• Text extract

-=-=-=-=-

# Ian Hawthorne - Bespoke wooden boxes



## StufflerMike

*Ian Hawthorne - Bespoke wooden boxes*









What do you need to know about Ian Hawthorne ?

Well there is a lot you need to know about him and his bespoke products. His wooden boxes might be too expensive for your daily beater but imho they would add some value to your high-end A. Lange & Söhne or Glashütte, Blancpain, Omega or whatever you would like to give a new home.




























Ian is designing and creating handmade wooden boxes to suit your specific needs. As well as commissions, he and his team create a small selection of wooden boxes that can be purchased directly from them or through galleries in Ireland and England.

And there is a special service with every box made to your requirements. They will send you work-in-progress images via email together with written details and will inform you by telephone calls when requested and appropriate.For those who are having a box personally created for them, Ian Hawthorne can produce a 3D computer generated model.



















And of course gift personalisation is available for all their handmade box creations.

Ian Hawthorne is based in Newtownabbey, Northern Ireland, and started business in 2002. Hawthorne Crafts is a family business and runned by Ian and Kate who will work closely together on each box with precision and care to ensure you get the box you want.

Hawthorne Crafts create not only watch boxes, you will find a range of 
•	jewellery boxes
•	ring boxes
•	presentation boxes
•	boxes for cuff links

as well.










And of course you can order a box combining cuff links and watches inlays - personalized to hold your most precious collection. Their Boxes are created with the same precision and care as the elite watches they display. You will find more explanations here: http://hawthornecrafts.com/commissions/

The whole creation process is photographed and compiled into a slideshow, then delivered with each box upon completion.
More info and pics here: Bespoke Boxes by Ian Hawthorne | Veneered Wooden Jewellery Boxes, Memory Boxes - Handmade Watch Cases

A YouTube video here: Marquetry perfection - YouTube!

You will not be in bad company a past commissions have included a tobacco box for retired Labour MP Tony Benn; presentation boxes for Red Bull; a musical note for actor Dominic Brunt (Paddy, Emmerdale Farm); a Trophy as the prize for the annual Lagan Boat Race; a Pen Set for Prince Charles; and the Mossley Mill Giftware Collection for Newtownabbey Borough Council's visiting dignitaries including Members of Parliament.


----------



## David Woo

wow, beautiful woodworking! I hope Ian's got one for you in the works, Mike


----------



## StufflerMike

David Woo said:


> wow, beautiful woodworking! I hope Ian's got one for you in the works, Mike


Hi David, not yet, still hesitating.

Here are three computer pics of a box Ian is going to make for a customer.




























It has the capacity to hold 14 watches. Ian's customer first was supplied with this computer model for approval prior to start working on it. I wonder how a Glahütte Original might look like in a box made by Ian


----------



## David Woo

really wonderful worksmanship, impressive: and CAD skills as well. I'm a big fan of old-fashioned wooden storage boxes.


----------

-=-=-=-=-

• Short problem
Copy the passage of the thread on Ian Hawthorne's wooden boxes, starting with "A YouTube video" and going on through "Members of Parliament.", and replace "tobacco box" with "cigar box".

Records pointing to named objects:
-=-=-=-=-

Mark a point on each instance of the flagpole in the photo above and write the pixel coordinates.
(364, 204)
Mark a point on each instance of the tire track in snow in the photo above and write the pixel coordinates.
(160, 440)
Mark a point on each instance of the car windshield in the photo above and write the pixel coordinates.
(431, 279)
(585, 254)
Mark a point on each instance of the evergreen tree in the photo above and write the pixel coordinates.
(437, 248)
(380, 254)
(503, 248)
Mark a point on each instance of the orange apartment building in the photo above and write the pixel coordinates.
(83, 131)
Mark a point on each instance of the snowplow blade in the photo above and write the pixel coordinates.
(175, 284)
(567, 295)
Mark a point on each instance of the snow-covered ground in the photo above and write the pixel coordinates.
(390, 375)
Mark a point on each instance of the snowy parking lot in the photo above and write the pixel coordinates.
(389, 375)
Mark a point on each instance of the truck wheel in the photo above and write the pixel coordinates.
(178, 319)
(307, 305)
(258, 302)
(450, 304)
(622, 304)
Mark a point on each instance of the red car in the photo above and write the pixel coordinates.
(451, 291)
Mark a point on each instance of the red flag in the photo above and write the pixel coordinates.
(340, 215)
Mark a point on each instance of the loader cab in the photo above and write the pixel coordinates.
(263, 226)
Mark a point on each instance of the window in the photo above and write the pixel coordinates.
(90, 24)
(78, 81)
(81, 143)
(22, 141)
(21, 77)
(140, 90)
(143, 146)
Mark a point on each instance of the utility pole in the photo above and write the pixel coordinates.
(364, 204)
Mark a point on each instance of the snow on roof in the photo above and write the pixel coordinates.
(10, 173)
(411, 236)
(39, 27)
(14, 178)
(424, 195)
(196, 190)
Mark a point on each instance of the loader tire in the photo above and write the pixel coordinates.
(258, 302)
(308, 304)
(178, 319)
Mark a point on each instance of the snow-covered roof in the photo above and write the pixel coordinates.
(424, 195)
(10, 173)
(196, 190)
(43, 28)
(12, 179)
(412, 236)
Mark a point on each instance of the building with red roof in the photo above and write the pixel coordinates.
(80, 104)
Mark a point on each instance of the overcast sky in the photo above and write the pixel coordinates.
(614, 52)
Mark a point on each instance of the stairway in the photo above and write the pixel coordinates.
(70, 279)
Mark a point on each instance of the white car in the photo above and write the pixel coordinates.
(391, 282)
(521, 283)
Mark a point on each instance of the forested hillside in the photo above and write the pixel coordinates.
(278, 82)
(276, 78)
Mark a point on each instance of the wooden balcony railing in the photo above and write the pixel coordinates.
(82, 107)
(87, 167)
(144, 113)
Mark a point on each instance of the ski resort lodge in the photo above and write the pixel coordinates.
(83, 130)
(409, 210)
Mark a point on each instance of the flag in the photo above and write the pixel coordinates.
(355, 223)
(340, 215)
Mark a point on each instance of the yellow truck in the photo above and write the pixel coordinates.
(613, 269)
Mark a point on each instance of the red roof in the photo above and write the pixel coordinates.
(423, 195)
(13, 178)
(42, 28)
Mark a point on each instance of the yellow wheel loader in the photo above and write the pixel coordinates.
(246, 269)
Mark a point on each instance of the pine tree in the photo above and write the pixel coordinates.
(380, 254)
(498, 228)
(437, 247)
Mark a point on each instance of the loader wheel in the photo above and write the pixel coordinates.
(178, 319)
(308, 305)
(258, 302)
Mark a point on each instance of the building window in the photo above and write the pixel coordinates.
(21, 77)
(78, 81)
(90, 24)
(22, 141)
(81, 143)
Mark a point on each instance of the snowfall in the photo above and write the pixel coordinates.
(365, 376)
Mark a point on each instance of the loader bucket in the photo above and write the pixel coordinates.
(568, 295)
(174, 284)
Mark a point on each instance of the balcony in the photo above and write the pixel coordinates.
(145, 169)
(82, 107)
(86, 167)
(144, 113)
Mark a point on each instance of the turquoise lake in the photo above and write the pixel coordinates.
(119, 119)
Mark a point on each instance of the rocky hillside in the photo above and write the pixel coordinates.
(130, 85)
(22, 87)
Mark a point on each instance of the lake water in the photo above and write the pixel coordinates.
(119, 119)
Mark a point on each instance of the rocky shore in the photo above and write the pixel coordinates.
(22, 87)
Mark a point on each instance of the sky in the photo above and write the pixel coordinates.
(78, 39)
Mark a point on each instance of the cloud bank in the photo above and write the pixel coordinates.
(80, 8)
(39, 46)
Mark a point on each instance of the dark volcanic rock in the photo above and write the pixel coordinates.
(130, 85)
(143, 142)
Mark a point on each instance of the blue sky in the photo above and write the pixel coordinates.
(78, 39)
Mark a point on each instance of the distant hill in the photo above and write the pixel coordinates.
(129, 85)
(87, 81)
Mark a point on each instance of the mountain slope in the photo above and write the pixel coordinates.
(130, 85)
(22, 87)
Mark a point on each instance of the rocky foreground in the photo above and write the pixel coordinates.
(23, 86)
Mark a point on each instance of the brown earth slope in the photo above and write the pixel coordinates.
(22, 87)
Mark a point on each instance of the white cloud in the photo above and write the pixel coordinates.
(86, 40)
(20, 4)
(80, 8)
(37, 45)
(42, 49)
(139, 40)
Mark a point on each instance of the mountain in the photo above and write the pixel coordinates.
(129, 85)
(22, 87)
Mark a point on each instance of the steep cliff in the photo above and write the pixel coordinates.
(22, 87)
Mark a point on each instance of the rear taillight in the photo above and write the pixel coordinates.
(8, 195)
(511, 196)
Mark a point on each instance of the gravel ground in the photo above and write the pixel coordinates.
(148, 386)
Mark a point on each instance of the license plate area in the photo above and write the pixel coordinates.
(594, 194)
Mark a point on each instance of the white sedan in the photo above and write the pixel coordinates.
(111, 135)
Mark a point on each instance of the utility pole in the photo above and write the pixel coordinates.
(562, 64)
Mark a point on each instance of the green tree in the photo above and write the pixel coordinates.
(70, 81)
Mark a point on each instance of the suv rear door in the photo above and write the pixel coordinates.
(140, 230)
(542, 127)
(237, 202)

-=-=-=-=-

• Written answer
A YouTube video here: Marquetry perfection - YouTube!

You will not be in bad company a past commissions have included a cigar box for retired Labour MP Tony Benn; presentation boxes for Red Bull; a musical note for actor Dominic Brunt (Paddy, Emmerdale Farm); a Trophy as the prize for the annual Lagan Boat Race; a Pen Set for Prince Charles; and the Mossley Mill Giftware Collection for Newtownabbey Borough Council's visiting dignitaries including Members of Parliament.